Sein Kontakt zu König Sigismund erstreckte sich über Jahrzehnte. Nicht immer war das Verhältnis spannungsfrei, einen Höhepunkt erlebte es sicherlich mit der Aufnahme Wolkensteins in den von Sigismund gegründeten Drachenorden Anfang der 1430er-Jahre.

Oswald von Wolkenstein starb im August 1445 in Meran. (jh)

Oswald von Wolkenstein

Martin V. - Der Papst des Konzils

Oddo di Colonna, geboren 1368, war keine 50 Jahre alt, als er durch das Konklave im Konstanzer Kaufhaus 1417 als Martin V. zum Papst gewählt wurde. Bemerkenswert an seiner Wahl war, dass der Kardinal auf dem Konzil bis dahin nicht besonders in Erscheinung getreten war und zudem aufgrund seiner unehelichen Abstammung einen ungewöhnlichen Kandidaten darstellte.

Mit seiner Krönung zum Papst auf dem Konstanzer Münsterhof konnte die große Kirchenspaltung als beendet gelten. Damit war eine der dringendsten Aufgaben des Konstanzer Konzils bewältigt worden. Andere Probleme blieben auch nach Auflösung des Konzils 1418 offen. Martin V. hatte sich daher verpflichtet, dem Reformbedarf der Kirche weiter nachzugehen. Für ihn bedeutete dies aber zuallererst, das Papsttum zu stärken und nach Rom zurückzuführen. Bis 1420 gelang es Martin, die politische Situation des Kirchenstaats zu klären und den Heiligen Stuhl der Stadt zu besetzen. Nach seinem Einzug in Rom eröffnete Martin eine Reihe von Baumaßnahmen, die die heruntergekommene Stadt in das Zeitalter der Renaissance überführten. Eine grundlegende Reform der Kirche strebte er zwar nicht an, dennoch unternahm er einige umfangreiche Neuerungen. Dies war unumgänglich geworden, da die Kritik an der Kirche immer weitere Kreise zog. Gegen die aufsässige Bewegung der Hussiten ging Martin mit äußerster Härte vor und ordnete mehrere Kreuzzüge nach Böhmen an. Ferner hielt sich Martin an die in Konstanz getroffene Vereinbarung, weitere Konzilien zu initiieren, die 1423 in Pavia und 1431 in Basel einberufen wurden. Letzteres erlebte Martin nicht mehr, da er im gleichen Jahr verstarb. (sb)

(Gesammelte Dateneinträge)
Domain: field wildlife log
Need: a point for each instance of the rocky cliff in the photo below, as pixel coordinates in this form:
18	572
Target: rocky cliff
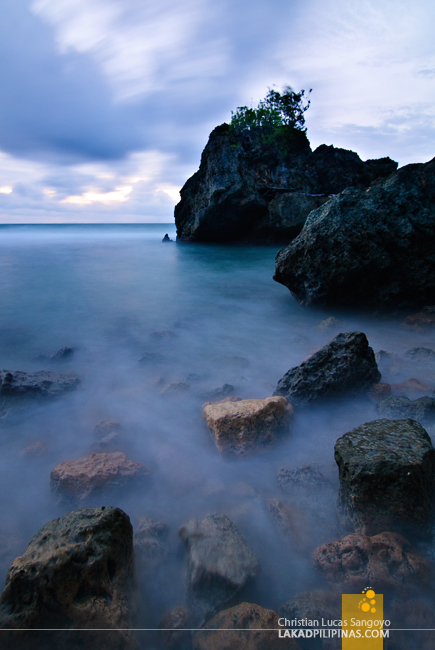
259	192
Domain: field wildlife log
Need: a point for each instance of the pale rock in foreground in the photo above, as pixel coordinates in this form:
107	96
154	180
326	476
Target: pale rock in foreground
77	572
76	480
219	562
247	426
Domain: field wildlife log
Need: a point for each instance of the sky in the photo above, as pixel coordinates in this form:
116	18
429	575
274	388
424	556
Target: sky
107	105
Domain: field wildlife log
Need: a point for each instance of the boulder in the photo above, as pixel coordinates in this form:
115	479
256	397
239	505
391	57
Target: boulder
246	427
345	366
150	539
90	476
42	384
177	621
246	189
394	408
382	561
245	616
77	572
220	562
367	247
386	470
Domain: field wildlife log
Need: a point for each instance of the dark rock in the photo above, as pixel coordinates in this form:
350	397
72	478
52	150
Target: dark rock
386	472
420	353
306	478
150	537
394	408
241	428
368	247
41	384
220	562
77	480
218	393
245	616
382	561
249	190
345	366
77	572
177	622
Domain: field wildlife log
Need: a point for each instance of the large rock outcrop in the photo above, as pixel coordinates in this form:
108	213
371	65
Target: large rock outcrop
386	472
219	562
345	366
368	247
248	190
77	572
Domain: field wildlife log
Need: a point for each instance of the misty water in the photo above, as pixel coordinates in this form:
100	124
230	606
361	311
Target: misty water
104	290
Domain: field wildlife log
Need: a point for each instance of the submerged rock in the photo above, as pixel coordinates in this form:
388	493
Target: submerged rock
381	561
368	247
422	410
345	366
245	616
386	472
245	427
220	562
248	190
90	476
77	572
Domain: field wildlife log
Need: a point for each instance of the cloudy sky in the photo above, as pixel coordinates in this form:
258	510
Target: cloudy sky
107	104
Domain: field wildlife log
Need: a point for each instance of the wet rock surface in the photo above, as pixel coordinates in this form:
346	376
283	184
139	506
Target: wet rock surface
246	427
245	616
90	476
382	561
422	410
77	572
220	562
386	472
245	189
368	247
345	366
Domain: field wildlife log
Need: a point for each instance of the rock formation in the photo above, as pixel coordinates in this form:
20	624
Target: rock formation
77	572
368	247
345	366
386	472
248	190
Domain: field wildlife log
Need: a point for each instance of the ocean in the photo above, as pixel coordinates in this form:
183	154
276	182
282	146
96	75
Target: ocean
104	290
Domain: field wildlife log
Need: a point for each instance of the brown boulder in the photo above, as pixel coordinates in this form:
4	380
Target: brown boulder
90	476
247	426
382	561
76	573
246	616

» AUFGABE
Nenne bitte alle Jahreszahlen aus dem Abschnitt des Textauszugs über Martin V., jeweils mit dem Ereignis, das dort dazu angegeben ist. Die Einträge stammen aus einer anderen Quelle als der Textauszug.

» LÖSUNG
- 1368: Geburt von Oddo di Colonna
- 1417: Wahl zum Papst als Martin V. durch das Konklave im Konstanzer Kaufhaus
- 1418: Auflösung des Konzils
- 1420: Bis dahin klärte Martin die politische Situation des Kirchenstaats und besetzte den Heiligen Stuhl der Stadt.
- 1423: Einberufung eines Konzils in Pavia
- 1431: Einberufung eines Konzils in Basel; im selben Jahr starb Martin.